▸ TASK PROMPT
Retype all the entries word for word, but omit the pictures.

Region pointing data
—————
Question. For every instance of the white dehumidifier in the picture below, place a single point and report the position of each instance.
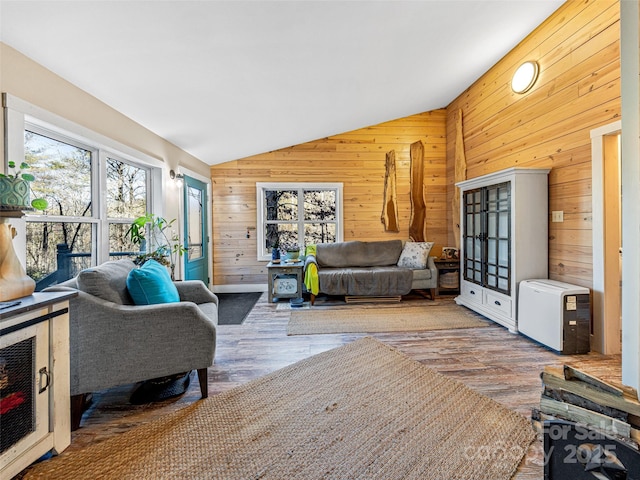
(555, 314)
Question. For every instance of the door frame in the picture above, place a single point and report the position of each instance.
(207, 182)
(604, 338)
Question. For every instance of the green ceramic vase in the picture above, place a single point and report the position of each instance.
(14, 193)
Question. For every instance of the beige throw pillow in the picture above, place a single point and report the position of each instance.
(415, 254)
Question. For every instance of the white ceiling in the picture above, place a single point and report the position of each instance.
(228, 79)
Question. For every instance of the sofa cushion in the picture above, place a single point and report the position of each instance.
(151, 284)
(415, 255)
(366, 281)
(107, 281)
(359, 254)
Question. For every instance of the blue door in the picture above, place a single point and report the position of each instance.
(196, 260)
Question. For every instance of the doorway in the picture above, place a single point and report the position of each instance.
(196, 259)
(607, 239)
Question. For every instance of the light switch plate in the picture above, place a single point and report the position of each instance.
(557, 216)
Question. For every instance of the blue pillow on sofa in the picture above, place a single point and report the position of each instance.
(151, 284)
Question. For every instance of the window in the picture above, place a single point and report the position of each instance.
(94, 188)
(292, 214)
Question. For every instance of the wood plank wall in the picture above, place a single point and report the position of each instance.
(357, 159)
(578, 49)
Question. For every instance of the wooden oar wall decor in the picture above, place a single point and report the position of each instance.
(459, 175)
(389, 215)
(418, 223)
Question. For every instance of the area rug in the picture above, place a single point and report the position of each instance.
(233, 308)
(361, 411)
(383, 319)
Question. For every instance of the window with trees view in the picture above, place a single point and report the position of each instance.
(93, 196)
(295, 215)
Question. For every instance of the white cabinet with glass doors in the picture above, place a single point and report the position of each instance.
(504, 239)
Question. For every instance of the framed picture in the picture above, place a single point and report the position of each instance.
(450, 253)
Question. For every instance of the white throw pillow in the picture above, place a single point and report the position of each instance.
(415, 254)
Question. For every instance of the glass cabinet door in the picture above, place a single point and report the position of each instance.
(497, 206)
(486, 231)
(472, 236)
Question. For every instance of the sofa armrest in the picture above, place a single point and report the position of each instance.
(195, 291)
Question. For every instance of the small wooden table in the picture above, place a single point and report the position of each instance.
(446, 266)
(285, 280)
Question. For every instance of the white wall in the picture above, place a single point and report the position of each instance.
(630, 56)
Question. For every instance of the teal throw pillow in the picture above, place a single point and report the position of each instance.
(151, 284)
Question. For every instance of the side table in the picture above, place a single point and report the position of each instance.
(285, 280)
(448, 276)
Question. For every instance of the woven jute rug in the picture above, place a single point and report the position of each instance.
(383, 319)
(361, 411)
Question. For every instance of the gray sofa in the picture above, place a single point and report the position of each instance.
(114, 342)
(358, 268)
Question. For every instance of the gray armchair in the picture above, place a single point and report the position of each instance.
(114, 342)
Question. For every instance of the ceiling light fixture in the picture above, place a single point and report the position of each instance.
(525, 76)
(176, 177)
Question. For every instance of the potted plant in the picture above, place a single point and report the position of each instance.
(164, 244)
(15, 189)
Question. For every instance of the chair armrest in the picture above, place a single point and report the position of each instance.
(195, 291)
(431, 265)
—————
▸ WRITTEN SOLUTION
Question. For every instance of the white dehumidifier in the picture below, place a single point and report the position of each instance.
(555, 314)
Question. For every instance of the door frame in the picture above, place a single point and report the position of each instance.
(207, 182)
(604, 338)
Question. For every instance of the green ceramic vase in the picture above, place a single point and report the position of each instance.
(14, 193)
Question. For every instance of the beige throw pillow in the picture above, place a single point and report the position of each instance.
(415, 254)
Question. For every instance of the white ceiling in the picture above, place a single point and report the position of each instance.
(228, 79)
Question. For every instance of the sofa cushion in the picture above, place a single point and report the position of each instance.
(151, 284)
(415, 255)
(366, 281)
(107, 281)
(359, 254)
Question. For every instance of the blue door in the picture above, place a single point and report the position of each instance.
(196, 260)
Question. For every instance of the doorway in the picture above, place a single point and report the position of each instance.
(196, 259)
(607, 239)
Question. For every instance of the light switch plate in the picture above, place a single point and report the position of each instance.
(557, 216)
Question. For every instance of the blue pillow on sofa in the picture above, place a single point and report the position of each instance.
(151, 284)
Question. For every instance of the window in the picture above, place a single point and report the position of each instance.
(94, 188)
(292, 214)
Question. For every instance of the wood plank wall in the picture above, place a single point and report the position of each instance.
(357, 159)
(578, 49)
Question. For every instance of the wooden oar wall decor in the picture above, place a single point and report the position of each instance.
(459, 175)
(389, 215)
(418, 223)
Question. For every instance of the area rug in the picture above, place a single point and report the position of each instance.
(233, 308)
(361, 411)
(383, 319)
Question. For every instance of the window with trees view in the picture above, place a single point and report the position of each instance.
(93, 196)
(295, 215)
Question. For every instance of the white cabinet with glass doors in the picture above, place a single point and report the position of each instance.
(504, 239)
Question. For every instance of the framed picture in the picture above, place a single point and report the position of each instance.
(450, 253)
Question. For every instance of the white throw pillow in the picture above, place a single point and report the position of each instance.
(415, 254)
Question. For every instance of the glass cabinet door in the picture above, place a single point and report the position of each instance.
(497, 206)
(486, 231)
(472, 236)
Question. For every instance of the sofa armrest in the picture above, place a single point and report the position of each instance.
(195, 291)
Question. For every instance of the small wooden table in the picture above, place a single point and report the position of each instance.
(446, 266)
(285, 280)
Question. For every instance of the white wall in the picture above, place a single point and report the position of each instance.
(630, 56)
Question. For every instance of the teal throw pillow in the picture above, place a single point and report the position of each instance.
(151, 284)
Question. For every instance of the side table in the picture above, place a single point and report the position of each instance.
(285, 280)
(448, 276)
Question. For every instance of the woven jute rug in the picture above, place a single point and report the position of each instance.
(383, 319)
(361, 411)
Question. For every instance of the gray sofa in the picture above, place a single point and report the position of each instance.
(114, 342)
(358, 268)
Question. For every instance of the gray armchair in the picture above, place a single point and report the position of each instance.
(114, 342)
Question. For every instance of the ceiling light fixture in the picture above, place a single point and report the position of each instance.
(525, 76)
(176, 177)
Question. For every instance of the potted plant in the picture above, place a single point and report the position of each instance.
(164, 244)
(15, 189)
Question. For every instance of the chair armrest in the picture above, place a single point and report the position of each instance.
(195, 291)
(431, 265)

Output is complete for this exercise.